TASK:
Set the listing down once more, exactly as given.

LISTED RECORDS:
BEGIN

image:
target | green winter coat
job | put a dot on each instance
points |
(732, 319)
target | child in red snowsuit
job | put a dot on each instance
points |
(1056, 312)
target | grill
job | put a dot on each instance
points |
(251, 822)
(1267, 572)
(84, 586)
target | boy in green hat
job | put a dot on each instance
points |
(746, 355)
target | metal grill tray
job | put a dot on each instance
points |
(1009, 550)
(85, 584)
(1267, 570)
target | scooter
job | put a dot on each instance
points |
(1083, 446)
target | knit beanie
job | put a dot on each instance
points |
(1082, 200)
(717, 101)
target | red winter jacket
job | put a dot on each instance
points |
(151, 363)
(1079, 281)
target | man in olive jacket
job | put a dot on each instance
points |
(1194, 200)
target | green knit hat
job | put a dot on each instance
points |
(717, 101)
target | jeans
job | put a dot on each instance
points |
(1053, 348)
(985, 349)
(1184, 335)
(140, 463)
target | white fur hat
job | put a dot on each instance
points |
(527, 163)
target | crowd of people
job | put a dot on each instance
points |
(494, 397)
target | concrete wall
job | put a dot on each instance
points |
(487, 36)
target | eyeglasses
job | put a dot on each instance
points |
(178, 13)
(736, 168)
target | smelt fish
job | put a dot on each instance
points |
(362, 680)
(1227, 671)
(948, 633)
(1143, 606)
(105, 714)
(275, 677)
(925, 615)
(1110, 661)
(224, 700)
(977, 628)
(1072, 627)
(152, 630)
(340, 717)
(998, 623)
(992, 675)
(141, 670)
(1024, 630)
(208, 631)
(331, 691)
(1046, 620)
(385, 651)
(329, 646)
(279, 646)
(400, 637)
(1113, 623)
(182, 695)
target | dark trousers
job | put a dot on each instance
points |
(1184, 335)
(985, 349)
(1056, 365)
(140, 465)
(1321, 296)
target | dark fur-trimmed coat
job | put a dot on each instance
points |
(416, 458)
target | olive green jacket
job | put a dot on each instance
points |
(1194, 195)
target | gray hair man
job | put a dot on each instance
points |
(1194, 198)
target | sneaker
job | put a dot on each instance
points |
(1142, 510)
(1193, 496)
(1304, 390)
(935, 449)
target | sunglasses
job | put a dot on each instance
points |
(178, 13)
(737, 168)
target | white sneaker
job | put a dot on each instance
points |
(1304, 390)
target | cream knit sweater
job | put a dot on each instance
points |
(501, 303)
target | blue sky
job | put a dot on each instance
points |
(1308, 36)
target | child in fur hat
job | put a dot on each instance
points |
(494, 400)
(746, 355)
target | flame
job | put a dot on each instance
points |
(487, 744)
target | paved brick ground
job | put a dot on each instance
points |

END

EXERCISE SOLUTION:
image:
target | green winter coat
job | put a dot on each instance
points |
(732, 319)
target | child in red snowsuit
job | put a dot on each instance
points |
(1056, 312)
target | grill
job | put a dot on each instance
points |
(251, 822)
(1267, 572)
(84, 586)
target | boy in green hat
job | put a dot on each instance
points |
(746, 355)
target | metal grill tray
job | put a dot on each instance
points |
(1009, 550)
(85, 584)
(1267, 570)
target | scooter
job | put a dot on each instance
points |
(1083, 446)
target | knit beanie
job | put a dot on each instance
points |
(1082, 200)
(717, 101)
target | red winter jacket
job | put a dot on each instance
points |
(151, 363)
(1079, 281)
target | man in olive jacket
job | put a dot on each instance
points |
(1194, 200)
target | green knit hat
job | put a dot on each instance
points |
(717, 101)
target | jeans
job | put a dot on each instance
points |
(1053, 348)
(985, 349)
(1184, 335)
(140, 463)
target | white fur hat
job | put a dot on each instance
points |
(527, 163)
target | crowd of people
job | put a dot on each instance
points |
(494, 397)
target | concrete wall
job | put a dot on each instance
points |
(487, 36)
target | eyeglasses
job | put a dot on each instance
points |
(178, 13)
(736, 168)
target | smelt fish
job | put a dot on each instance
points |
(362, 680)
(1227, 671)
(948, 633)
(1143, 606)
(105, 714)
(275, 677)
(925, 615)
(1110, 661)
(224, 700)
(977, 628)
(1072, 627)
(152, 630)
(340, 717)
(998, 623)
(992, 675)
(141, 670)
(1024, 630)
(208, 631)
(331, 691)
(1046, 620)
(385, 651)
(329, 646)
(279, 646)
(400, 637)
(1113, 623)
(182, 695)
target | dark trousers
job | put a dot on each instance
points |
(1184, 335)
(985, 349)
(1056, 365)
(140, 465)
(1321, 296)
target | dark fur-trimmed coat
job | put a dot on each instance
points |
(416, 458)
target | olive green jacket
job | put a dot on each instance
points |
(1194, 195)
target | gray hair man
job | put a dot on each instance
points |
(1194, 198)
target | sneaker
job | put a dot on each instance
points |
(1142, 510)
(1193, 496)
(1304, 390)
(935, 449)
target | sunglasses
job | put a dot on each instance
points |
(178, 13)
(737, 168)
target | white sneaker
job | put a dot on each instance
points |
(1304, 390)
target | cream knit sweater
job | put a dot on each instance
points |
(501, 303)
target | blue sky
job | put a dot on each instance
points |
(1308, 36)
target | child in fur hat
job | put a dot on each instance
points |
(494, 400)
(746, 355)
target | flame
job | put a dot on each instance
points |
(487, 744)
target | paved brick ground
job | put a dot on each instance
points |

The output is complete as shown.